--- Selection ---
+ + + +
I have many specific examples I could give, but I'm now just going to be naming the tools.
So apportionment is one of these tools of kind of discretion in the executive branch to implement spending programs.
Another set of tools are the ability to transfer and reprogram, transfer money between different appropriations accounts for which you need statutory authority to do, and to reprogram money from one use to another use within one appropriations account, which is sort of typically understood to be part of what you're being delegated when Congress passes an appropriations law.
So if transfer and reprogramming sounds familiar to you, it's because some of those were the tools that the president used in the first Trump administration around moving money around to build the wall.
So you can again see from that little example that transfer and reprogramming is another example of flexibility that the executive branch has.
Again, we want the government to work.
To work, you need some degree of delegation.
Transfer new programming.
A third tool is the Empowerment Control Act.
And so we've talked a little bit about the two formal mechanisms in the Empowerment Control Act.
So there's rescission, where if a president wants to just cancel the money, he has to put together a package, send it to Congress, and Congress actually has to pass it before the money is canceled.
+ + + +
--- Provided material ---
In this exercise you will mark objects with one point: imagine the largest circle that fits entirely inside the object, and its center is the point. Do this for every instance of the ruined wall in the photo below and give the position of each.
+ + + +
--- What to do ---
Write out the part of the spending-tools excerpt above that opens with the words "Another set of" and closes with "government to work.".

--- Written reply ---
Another set of tools are the ability to transfer and reprogram, transfer money between different appropriations accounts for which you need statutory authority to do, and to reprogram money from one use to another use within one appropriations account, which is sort of typically understood to be part of what you're being delegated when Congress passes an appropriations law.
So if transfer and reprogramming sounds familiar to you, it's because some of those were the tools that the president used in the first Trump administration around moving money around to build the wall.
So you can again see from that little example that transfer and reprogramming is another example of flexibility that the executive branch has.
Again, we want the government to work.